_Problem_.
For this exercise, copy exactly the lines below from the one with "Spot seated man in dark" through the one with "Spot crowd of" and leave out the pictures.

··· Extracted records

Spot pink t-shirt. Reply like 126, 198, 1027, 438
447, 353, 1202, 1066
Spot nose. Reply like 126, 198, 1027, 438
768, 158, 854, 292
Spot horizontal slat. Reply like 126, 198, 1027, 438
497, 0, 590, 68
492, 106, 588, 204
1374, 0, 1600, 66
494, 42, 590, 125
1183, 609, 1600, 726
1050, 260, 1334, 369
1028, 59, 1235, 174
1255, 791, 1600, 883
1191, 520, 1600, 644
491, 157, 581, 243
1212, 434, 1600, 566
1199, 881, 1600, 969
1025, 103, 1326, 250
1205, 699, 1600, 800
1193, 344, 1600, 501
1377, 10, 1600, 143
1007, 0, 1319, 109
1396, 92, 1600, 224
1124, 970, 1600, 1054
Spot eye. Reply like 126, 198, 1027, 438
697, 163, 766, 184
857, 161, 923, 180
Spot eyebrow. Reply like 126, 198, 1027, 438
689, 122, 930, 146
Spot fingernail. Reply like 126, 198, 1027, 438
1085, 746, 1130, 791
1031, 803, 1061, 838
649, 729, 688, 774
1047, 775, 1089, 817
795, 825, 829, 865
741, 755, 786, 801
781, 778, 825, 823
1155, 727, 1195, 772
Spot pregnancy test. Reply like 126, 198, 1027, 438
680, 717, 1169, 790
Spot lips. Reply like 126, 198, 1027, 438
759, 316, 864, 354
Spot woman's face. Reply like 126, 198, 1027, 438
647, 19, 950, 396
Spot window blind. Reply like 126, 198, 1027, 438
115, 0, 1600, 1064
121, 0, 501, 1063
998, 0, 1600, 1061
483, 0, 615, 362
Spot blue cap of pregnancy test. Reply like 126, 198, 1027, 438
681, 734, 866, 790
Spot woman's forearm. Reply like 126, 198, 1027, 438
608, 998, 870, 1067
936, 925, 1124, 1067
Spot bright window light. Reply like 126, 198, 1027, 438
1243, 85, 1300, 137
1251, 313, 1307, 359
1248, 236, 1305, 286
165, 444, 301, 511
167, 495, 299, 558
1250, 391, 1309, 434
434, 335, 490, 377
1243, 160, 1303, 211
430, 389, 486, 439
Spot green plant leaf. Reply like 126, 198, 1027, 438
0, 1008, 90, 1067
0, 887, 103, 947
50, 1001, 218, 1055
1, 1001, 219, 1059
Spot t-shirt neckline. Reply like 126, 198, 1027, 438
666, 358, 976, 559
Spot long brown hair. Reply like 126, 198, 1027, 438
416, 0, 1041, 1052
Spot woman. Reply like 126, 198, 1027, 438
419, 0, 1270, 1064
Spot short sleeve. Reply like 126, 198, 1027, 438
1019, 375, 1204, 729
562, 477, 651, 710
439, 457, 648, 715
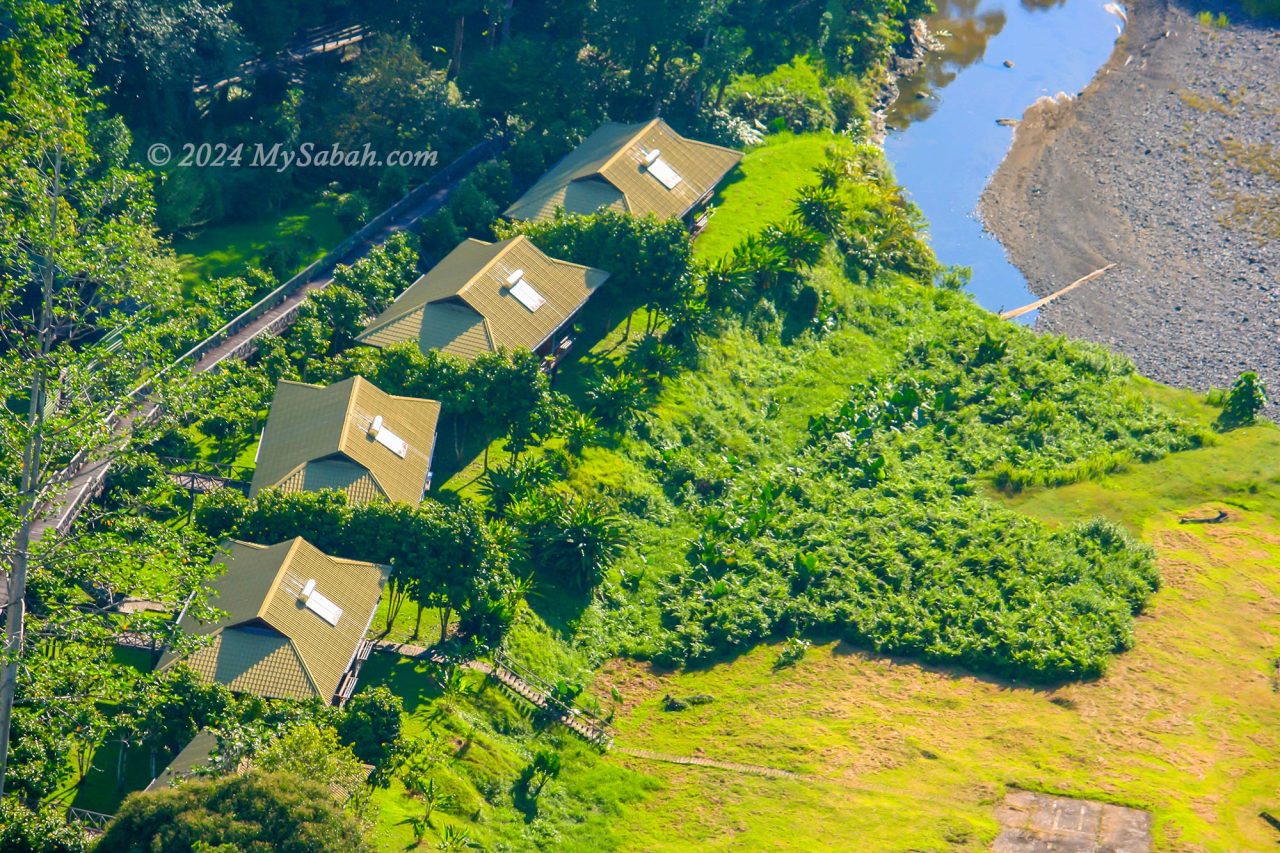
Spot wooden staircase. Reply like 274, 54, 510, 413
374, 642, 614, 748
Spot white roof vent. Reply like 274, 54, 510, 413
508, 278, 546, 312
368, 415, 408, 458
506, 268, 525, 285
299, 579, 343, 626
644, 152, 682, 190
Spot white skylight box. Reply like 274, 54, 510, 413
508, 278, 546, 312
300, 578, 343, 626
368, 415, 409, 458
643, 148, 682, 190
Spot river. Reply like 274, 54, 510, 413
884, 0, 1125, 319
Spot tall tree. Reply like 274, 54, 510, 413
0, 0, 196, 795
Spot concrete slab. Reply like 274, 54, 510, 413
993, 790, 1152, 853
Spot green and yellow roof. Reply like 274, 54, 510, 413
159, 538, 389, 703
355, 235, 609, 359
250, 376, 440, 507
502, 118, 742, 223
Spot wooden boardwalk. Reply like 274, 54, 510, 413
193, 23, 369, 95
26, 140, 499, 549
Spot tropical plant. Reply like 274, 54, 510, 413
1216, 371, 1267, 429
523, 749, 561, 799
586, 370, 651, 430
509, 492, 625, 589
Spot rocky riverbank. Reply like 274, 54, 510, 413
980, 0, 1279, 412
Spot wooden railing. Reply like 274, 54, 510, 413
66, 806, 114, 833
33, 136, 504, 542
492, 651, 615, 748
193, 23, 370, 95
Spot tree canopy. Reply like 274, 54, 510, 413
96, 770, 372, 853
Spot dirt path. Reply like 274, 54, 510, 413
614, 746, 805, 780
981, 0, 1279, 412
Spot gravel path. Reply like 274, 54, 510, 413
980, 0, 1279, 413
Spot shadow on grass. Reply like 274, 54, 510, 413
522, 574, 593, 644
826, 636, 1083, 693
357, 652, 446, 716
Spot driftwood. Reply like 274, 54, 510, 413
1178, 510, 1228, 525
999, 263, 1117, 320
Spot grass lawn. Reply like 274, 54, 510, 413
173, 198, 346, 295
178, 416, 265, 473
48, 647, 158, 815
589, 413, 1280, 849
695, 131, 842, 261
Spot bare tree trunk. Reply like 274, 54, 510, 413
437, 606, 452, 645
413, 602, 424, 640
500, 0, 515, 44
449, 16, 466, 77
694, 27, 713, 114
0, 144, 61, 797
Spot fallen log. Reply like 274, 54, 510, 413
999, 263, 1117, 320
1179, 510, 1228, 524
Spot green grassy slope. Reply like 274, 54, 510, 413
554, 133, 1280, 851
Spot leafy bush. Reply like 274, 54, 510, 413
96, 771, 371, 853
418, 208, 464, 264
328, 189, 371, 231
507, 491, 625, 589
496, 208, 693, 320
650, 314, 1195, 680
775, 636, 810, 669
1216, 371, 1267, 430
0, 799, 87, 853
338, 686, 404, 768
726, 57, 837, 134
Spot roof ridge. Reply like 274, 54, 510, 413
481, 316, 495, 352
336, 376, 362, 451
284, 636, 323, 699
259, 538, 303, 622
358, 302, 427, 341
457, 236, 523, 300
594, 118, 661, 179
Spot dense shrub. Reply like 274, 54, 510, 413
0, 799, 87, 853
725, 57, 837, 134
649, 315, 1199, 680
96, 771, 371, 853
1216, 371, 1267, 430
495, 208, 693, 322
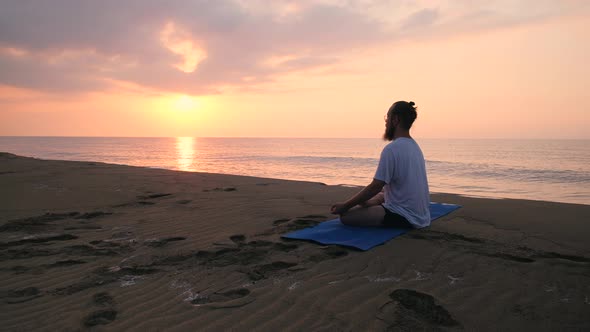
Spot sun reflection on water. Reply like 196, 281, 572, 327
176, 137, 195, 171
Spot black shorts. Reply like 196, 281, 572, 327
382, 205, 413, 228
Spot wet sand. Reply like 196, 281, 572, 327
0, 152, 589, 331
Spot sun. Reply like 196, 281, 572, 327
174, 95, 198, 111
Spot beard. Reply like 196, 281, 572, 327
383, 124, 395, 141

······
··· Extracted records

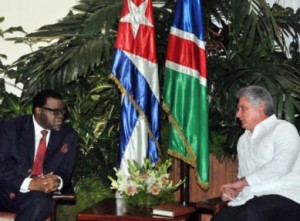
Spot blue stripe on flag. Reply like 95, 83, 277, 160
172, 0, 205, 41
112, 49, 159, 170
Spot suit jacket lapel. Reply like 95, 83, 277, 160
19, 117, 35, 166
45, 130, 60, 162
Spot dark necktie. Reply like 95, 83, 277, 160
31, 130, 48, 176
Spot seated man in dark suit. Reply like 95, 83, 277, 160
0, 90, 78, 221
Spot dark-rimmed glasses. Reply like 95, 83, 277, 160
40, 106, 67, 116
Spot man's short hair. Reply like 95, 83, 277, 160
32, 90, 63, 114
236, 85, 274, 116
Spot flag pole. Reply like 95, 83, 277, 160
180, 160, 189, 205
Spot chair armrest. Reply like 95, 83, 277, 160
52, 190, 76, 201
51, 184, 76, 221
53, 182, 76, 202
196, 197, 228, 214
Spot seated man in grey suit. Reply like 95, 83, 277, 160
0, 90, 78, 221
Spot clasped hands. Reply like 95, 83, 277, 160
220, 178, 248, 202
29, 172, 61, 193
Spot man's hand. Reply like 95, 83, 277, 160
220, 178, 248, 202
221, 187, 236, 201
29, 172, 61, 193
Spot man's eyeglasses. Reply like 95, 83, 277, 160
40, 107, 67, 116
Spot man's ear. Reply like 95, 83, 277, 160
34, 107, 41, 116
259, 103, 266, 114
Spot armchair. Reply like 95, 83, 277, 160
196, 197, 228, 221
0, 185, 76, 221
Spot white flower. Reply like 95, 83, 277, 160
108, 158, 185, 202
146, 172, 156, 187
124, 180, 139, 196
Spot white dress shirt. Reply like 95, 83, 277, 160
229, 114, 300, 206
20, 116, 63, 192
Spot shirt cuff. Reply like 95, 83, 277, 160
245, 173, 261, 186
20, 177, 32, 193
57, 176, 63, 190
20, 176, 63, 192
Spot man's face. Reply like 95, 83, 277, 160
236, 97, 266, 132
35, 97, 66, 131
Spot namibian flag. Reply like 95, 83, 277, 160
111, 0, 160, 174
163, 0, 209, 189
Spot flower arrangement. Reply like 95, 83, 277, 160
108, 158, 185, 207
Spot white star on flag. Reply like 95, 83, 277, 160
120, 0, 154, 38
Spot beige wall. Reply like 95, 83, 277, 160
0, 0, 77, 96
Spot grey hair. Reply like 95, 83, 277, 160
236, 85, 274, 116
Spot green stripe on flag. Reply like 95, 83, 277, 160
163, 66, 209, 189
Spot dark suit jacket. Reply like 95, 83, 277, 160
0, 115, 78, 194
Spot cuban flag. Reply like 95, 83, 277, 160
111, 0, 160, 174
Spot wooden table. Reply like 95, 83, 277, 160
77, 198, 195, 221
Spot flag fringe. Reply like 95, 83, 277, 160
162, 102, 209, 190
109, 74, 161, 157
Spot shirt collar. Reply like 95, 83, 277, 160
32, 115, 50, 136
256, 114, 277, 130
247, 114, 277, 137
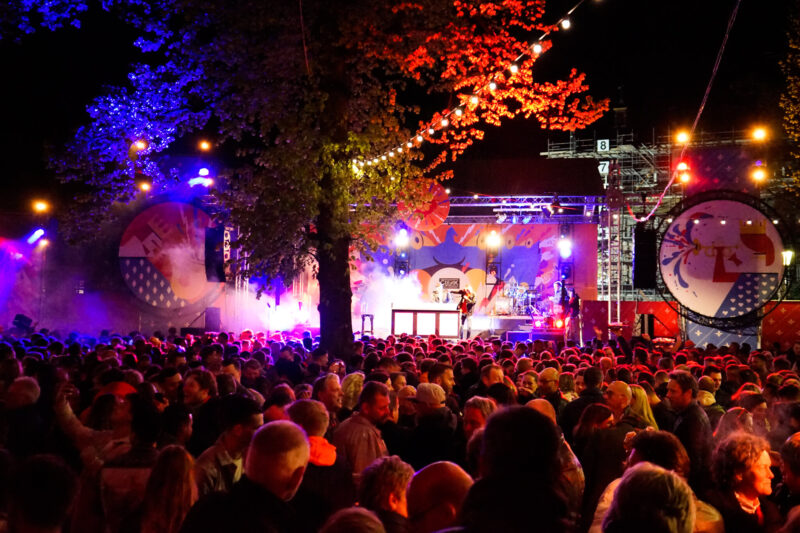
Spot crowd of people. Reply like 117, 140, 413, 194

······

_Your solution_.
Spot seated man in dark suit. Reply like 95, 83, 277, 160
0, 90, 78, 221
Spot dark-rimmed glasses. Reply like 95, 83, 277, 160
40, 106, 67, 116
Spot man's short hair. Reply like 95, 83, 277, 160
32, 90, 63, 114
236, 85, 274, 116
Spot flag pole. Reply like 95, 83, 277, 160
180, 160, 189, 205
Spot chair armrest. Reply like 95, 83, 277, 160
52, 190, 76, 201
51, 184, 76, 221
53, 182, 76, 202
196, 197, 228, 214
Spot seated man in grey suit. Reply like 95, 83, 277, 160
0, 90, 78, 221
Spot clasped hands. Reply like 95, 83, 277, 160
220, 178, 248, 202
29, 172, 61, 193
Spot man's hand. Reply like 95, 83, 277, 160
220, 178, 248, 202
221, 187, 236, 201
29, 172, 61, 193
Spot man's eyeglasses. Reply like 95, 83, 277, 160
40, 107, 67, 116
Spot man's ear. Reply like 95, 83, 277, 160
34, 107, 41, 116
259, 103, 266, 114
Spot armchair. Reply like 95, 83, 277, 160
196, 197, 228, 221
0, 185, 76, 221
Spot white flower. Reply like 95, 83, 277, 160
108, 158, 185, 202
146, 172, 156, 187
124, 180, 139, 196
Spot white dress shirt. Reply like 95, 83, 277, 160
229, 114, 300, 206
20, 116, 63, 192
Spot shirt cuff. Reply like 95, 83, 277, 160
245, 173, 261, 186
20, 177, 32, 193
57, 176, 63, 190
20, 176, 63, 192
Spot man's face. Reply like 95, 83, 277, 160
236, 97, 266, 132
35, 97, 66, 131
Spot namibian flag. Reply like 95, 83, 277, 160
111, 0, 160, 174
163, 0, 209, 189
Spot flower arrangement. Reply like 95, 83, 277, 160
108, 158, 185, 207
Spot white star on flag. Reply like 95, 83, 277, 160
120, 0, 154, 38
Spot beige wall. Reply like 95, 83, 277, 160
0, 0, 77, 96
Spot grey hair. Reply like 95, 83, 277, 160
236, 85, 274, 116
Spot green stripe on flag. Reply like 95, 83, 277, 160
163, 66, 209, 189
Spot dark suit jacket. Reply like 95, 83, 277, 160
0, 115, 78, 194
Spot cuban flag. Reply like 95, 83, 277, 160
111, 0, 160, 174
Spot wooden table. Reply like 95, 83, 277, 160
77, 198, 195, 221
Spot flag fringe. Reply like 95, 83, 277, 160
162, 102, 209, 190
109, 74, 161, 157
Spot shirt collar. Reply like 95, 83, 277, 160
32, 115, 50, 136
256, 114, 277, 130
247, 114, 277, 137
Spot crowd of people. Reply like 117, 140, 413, 194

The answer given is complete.